(RECORDS FOR THIS TASK begins)
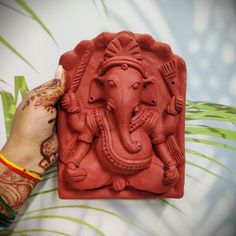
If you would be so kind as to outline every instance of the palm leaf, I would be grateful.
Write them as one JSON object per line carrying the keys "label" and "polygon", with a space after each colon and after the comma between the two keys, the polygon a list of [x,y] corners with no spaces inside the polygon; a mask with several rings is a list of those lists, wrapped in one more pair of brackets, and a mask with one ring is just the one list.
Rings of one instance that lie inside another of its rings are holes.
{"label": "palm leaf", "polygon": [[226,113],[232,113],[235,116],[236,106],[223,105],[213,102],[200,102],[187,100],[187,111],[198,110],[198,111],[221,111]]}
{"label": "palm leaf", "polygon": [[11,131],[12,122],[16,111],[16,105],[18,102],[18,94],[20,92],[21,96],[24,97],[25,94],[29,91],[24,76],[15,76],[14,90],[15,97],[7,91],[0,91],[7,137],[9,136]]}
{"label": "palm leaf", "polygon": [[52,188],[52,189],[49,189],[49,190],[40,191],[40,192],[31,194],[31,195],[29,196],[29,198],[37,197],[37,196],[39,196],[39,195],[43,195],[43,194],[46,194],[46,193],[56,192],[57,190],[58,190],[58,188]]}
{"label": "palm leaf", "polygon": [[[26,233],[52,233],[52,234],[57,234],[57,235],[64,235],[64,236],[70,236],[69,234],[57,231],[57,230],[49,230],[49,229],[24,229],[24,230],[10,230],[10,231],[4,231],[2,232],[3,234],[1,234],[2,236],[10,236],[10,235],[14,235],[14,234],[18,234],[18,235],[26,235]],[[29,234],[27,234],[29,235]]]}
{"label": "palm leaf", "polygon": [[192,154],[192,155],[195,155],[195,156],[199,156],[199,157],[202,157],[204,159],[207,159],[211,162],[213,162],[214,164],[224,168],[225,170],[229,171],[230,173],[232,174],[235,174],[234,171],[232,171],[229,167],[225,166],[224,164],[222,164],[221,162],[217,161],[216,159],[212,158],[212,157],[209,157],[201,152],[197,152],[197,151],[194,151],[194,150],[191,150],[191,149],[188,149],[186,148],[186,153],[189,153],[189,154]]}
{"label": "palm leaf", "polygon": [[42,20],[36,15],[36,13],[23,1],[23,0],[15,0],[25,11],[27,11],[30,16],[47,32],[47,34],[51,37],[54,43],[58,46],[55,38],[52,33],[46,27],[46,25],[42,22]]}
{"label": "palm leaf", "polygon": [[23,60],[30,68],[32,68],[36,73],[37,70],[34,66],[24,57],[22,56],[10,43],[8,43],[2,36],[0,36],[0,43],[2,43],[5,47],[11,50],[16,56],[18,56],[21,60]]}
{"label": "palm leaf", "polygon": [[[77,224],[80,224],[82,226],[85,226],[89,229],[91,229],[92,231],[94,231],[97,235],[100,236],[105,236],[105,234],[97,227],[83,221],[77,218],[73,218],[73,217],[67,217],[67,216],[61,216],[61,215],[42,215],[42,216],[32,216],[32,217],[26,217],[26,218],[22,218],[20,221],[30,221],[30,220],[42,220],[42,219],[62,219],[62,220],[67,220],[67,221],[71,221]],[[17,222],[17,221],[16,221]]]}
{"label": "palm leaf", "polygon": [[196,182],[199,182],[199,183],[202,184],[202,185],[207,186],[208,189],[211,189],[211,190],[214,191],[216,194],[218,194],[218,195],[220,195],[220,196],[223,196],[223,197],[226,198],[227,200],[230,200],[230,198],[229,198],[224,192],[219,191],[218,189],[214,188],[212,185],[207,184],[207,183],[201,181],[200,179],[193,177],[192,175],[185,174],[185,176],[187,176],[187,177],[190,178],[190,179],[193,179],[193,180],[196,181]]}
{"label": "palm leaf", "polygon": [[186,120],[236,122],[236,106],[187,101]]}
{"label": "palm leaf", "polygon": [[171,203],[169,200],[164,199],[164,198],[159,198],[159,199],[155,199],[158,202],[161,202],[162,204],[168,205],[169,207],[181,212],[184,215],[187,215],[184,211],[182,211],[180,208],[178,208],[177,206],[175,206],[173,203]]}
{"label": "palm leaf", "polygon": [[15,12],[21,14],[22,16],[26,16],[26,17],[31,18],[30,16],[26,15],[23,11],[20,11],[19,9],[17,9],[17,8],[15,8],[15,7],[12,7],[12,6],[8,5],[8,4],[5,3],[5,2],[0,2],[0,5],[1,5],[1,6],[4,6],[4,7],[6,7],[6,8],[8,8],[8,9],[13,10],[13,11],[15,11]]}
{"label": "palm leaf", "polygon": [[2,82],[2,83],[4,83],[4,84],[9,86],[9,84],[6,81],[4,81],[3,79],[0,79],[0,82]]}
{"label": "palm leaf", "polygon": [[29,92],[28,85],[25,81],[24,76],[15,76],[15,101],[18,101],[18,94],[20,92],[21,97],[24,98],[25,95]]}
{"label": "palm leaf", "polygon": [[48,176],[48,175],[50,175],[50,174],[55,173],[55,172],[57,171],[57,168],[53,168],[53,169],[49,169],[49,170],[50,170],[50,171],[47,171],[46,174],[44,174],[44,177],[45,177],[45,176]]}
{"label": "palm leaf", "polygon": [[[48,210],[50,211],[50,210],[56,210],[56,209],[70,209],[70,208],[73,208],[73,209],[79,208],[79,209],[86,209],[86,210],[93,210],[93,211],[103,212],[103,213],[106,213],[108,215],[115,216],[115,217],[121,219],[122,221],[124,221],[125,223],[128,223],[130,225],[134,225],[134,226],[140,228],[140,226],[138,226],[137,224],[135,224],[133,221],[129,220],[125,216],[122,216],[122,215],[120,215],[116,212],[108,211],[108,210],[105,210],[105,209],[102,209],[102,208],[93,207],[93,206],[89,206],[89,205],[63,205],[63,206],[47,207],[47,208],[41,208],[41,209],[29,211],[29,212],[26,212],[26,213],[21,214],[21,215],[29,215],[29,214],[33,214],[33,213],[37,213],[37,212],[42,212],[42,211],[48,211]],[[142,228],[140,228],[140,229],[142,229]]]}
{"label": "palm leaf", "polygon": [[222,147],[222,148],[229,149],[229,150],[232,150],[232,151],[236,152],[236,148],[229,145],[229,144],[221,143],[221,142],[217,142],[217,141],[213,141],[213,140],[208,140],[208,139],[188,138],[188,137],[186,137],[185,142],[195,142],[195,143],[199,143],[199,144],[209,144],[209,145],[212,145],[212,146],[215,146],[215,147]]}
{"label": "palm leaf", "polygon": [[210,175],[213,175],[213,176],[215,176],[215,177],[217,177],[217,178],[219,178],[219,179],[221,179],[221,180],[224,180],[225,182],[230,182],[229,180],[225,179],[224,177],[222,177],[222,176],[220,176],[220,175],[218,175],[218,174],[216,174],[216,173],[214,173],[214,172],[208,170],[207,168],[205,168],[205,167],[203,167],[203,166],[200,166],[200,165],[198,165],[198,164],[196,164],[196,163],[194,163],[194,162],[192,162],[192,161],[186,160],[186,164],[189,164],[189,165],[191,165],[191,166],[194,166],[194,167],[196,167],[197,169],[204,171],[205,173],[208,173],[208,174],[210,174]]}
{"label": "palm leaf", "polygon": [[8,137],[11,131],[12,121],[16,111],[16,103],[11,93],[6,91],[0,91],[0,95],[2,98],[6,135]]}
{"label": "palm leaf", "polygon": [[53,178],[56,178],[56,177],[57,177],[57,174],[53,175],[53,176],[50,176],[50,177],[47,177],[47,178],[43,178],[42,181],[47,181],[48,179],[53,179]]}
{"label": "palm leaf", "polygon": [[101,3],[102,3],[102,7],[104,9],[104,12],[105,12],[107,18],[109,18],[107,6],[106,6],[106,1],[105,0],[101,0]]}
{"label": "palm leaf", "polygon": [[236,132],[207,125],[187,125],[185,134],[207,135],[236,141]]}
(RECORDS FOR THIS TASK ends)
Would you retype every record above exactly, leaving out the pictures?

If you would be so kind as to outline every instance of the palm leaf, I would be grateful.
Write them as one JSON object per line carrying the keys "label" and "polygon", with a space after each colon and after the comma between the two keys, the polygon a list of [x,y] corners with no spaces inside the polygon; a mask with several rings is a list of those lists, wrapped in one more pair of brackets, and a mask with one ring is just the one list.
Rings of one instance that lie inside another of its rings are holes.
{"label": "palm leaf", "polygon": [[226,113],[232,113],[235,116],[236,106],[223,105],[213,102],[200,102],[187,100],[187,111],[198,110],[198,111],[221,111]]}
{"label": "palm leaf", "polygon": [[11,131],[12,122],[16,111],[16,105],[18,102],[18,94],[20,92],[21,96],[24,97],[25,94],[29,91],[24,76],[15,76],[14,90],[15,97],[7,91],[0,91],[7,137],[9,136]]}
{"label": "palm leaf", "polygon": [[52,188],[52,189],[49,189],[49,190],[40,191],[40,192],[31,194],[31,195],[29,196],[29,198],[37,197],[37,196],[39,196],[39,195],[43,195],[43,194],[46,194],[46,193],[56,192],[57,190],[58,190],[58,188]]}
{"label": "palm leaf", "polygon": [[[26,233],[52,233],[52,234],[57,234],[57,235],[64,235],[64,236],[70,236],[69,234],[57,231],[57,230],[49,230],[49,229],[24,229],[24,230],[10,230],[10,231],[4,231],[2,232],[3,234],[1,234],[2,236],[10,236],[10,235],[14,235],[14,234],[18,234],[18,235],[26,235]],[[29,234],[27,234],[29,235]]]}
{"label": "palm leaf", "polygon": [[192,154],[192,155],[195,155],[195,156],[199,156],[199,157],[202,157],[204,159],[207,159],[211,162],[213,162],[214,164],[224,168],[225,170],[229,171],[230,173],[232,174],[235,174],[234,171],[232,171],[229,167],[225,166],[224,164],[222,164],[221,162],[217,161],[216,159],[212,158],[212,157],[209,157],[201,152],[197,152],[197,151],[194,151],[194,150],[191,150],[191,149],[188,149],[186,148],[186,153],[189,153],[189,154]]}
{"label": "palm leaf", "polygon": [[42,20],[36,15],[36,13],[23,1],[23,0],[15,0],[25,11],[27,11],[30,16],[47,32],[47,34],[51,37],[54,43],[58,46],[55,38],[52,33],[46,27],[46,25],[42,22]]}
{"label": "palm leaf", "polygon": [[23,60],[30,68],[32,68],[36,73],[37,70],[34,66],[24,57],[22,56],[10,43],[8,43],[2,36],[0,36],[0,43],[2,43],[5,47],[11,50],[16,56],[18,56],[21,60]]}
{"label": "palm leaf", "polygon": [[[77,224],[80,224],[82,226],[85,226],[89,229],[91,229],[92,231],[94,231],[97,235],[100,236],[105,236],[105,234],[97,227],[83,221],[77,218],[73,218],[73,217],[67,217],[67,216],[61,216],[61,215],[42,215],[42,216],[32,216],[32,217],[26,217],[26,218],[22,218],[20,221],[30,221],[30,220],[42,220],[42,219],[62,219],[62,220],[67,220],[67,221],[71,221]],[[17,222],[17,221],[16,221]]]}
{"label": "palm leaf", "polygon": [[196,182],[199,182],[199,183],[202,184],[202,185],[207,186],[208,189],[211,189],[211,190],[214,191],[216,194],[218,194],[218,195],[220,195],[220,196],[223,196],[223,197],[226,198],[227,200],[230,200],[230,198],[229,198],[224,192],[219,191],[218,189],[214,188],[212,185],[207,184],[207,183],[201,181],[200,179],[193,177],[192,175],[185,174],[185,176],[187,176],[187,177],[190,178],[190,179],[193,179],[193,180],[196,181]]}
{"label": "palm leaf", "polygon": [[186,120],[236,122],[236,106],[187,101]]}
{"label": "palm leaf", "polygon": [[171,203],[169,200],[164,199],[164,198],[159,198],[159,199],[155,199],[158,202],[161,202],[162,204],[168,205],[169,207],[181,212],[184,215],[187,215],[184,211],[182,211],[180,208],[178,208],[177,206],[175,206],[173,203]]}
{"label": "palm leaf", "polygon": [[15,12],[21,14],[22,16],[26,16],[26,17],[31,18],[30,16],[26,15],[23,11],[20,11],[19,9],[17,9],[17,8],[15,8],[15,7],[12,7],[12,6],[8,5],[8,4],[5,3],[5,2],[0,2],[0,5],[1,5],[1,6],[4,6],[4,7],[6,7],[6,8],[8,8],[8,9],[13,10],[13,11],[15,11]]}
{"label": "palm leaf", "polygon": [[2,82],[2,83],[4,83],[4,84],[9,86],[9,84],[6,81],[4,81],[3,79],[0,79],[0,82]]}
{"label": "palm leaf", "polygon": [[29,92],[28,85],[25,81],[24,76],[15,76],[15,101],[18,101],[18,94],[20,92],[21,97],[24,98],[25,95]]}
{"label": "palm leaf", "polygon": [[48,176],[48,175],[50,175],[50,174],[55,173],[55,172],[57,171],[57,168],[53,168],[53,169],[49,169],[49,170],[50,170],[50,171],[47,171],[46,174],[44,174],[44,177],[45,177],[45,176]]}
{"label": "palm leaf", "polygon": [[[48,210],[50,211],[50,210],[56,210],[56,209],[70,209],[70,208],[73,208],[73,209],[79,208],[79,209],[86,209],[86,210],[93,210],[93,211],[103,212],[103,213],[106,213],[108,215],[115,216],[115,217],[121,219],[122,221],[124,221],[125,223],[128,223],[130,225],[134,225],[134,226],[140,228],[140,226],[138,226],[137,224],[135,224],[133,221],[129,220],[125,216],[122,216],[122,215],[120,215],[116,212],[108,211],[108,210],[105,210],[105,209],[102,209],[102,208],[93,207],[93,206],[89,206],[89,205],[63,205],[63,206],[47,207],[47,208],[41,208],[41,209],[29,211],[29,212],[26,212],[26,213],[21,214],[21,215],[29,215],[29,214],[33,214],[33,213],[37,213],[37,212],[42,212],[42,211],[48,211]],[[142,228],[140,228],[140,229],[142,229]]]}
{"label": "palm leaf", "polygon": [[222,147],[222,148],[229,149],[229,150],[232,150],[232,151],[236,152],[236,148],[229,145],[229,144],[221,143],[221,142],[217,142],[217,141],[213,141],[213,140],[208,140],[208,139],[188,138],[188,137],[186,137],[185,142],[195,142],[195,143],[199,143],[199,144],[209,144],[209,145],[212,145],[212,146],[215,146],[215,147]]}
{"label": "palm leaf", "polygon": [[210,175],[213,175],[213,176],[215,176],[215,177],[217,177],[217,178],[219,178],[219,179],[221,179],[221,180],[224,180],[225,182],[230,182],[229,180],[225,179],[224,177],[222,177],[222,176],[220,176],[220,175],[218,175],[218,174],[216,174],[216,173],[214,173],[214,172],[208,170],[207,168],[205,168],[205,167],[203,167],[203,166],[200,166],[200,165],[198,165],[198,164],[196,164],[196,163],[194,163],[194,162],[192,162],[192,161],[186,160],[186,164],[189,164],[189,165],[191,165],[191,166],[194,166],[194,167],[196,167],[197,169],[204,171],[205,173],[208,173],[208,174],[210,174]]}
{"label": "palm leaf", "polygon": [[8,137],[11,131],[12,121],[16,111],[16,103],[11,93],[6,91],[0,91],[0,95],[2,98],[6,135]]}
{"label": "palm leaf", "polygon": [[53,178],[56,178],[56,177],[57,177],[57,174],[53,175],[53,176],[50,176],[50,177],[47,177],[47,178],[43,178],[42,181],[47,181],[48,179],[53,179]]}
{"label": "palm leaf", "polygon": [[101,3],[102,3],[102,7],[104,9],[104,12],[105,12],[107,18],[109,18],[107,6],[106,6],[106,1],[105,0],[101,0]]}
{"label": "palm leaf", "polygon": [[236,132],[207,125],[187,125],[185,134],[207,135],[236,141]]}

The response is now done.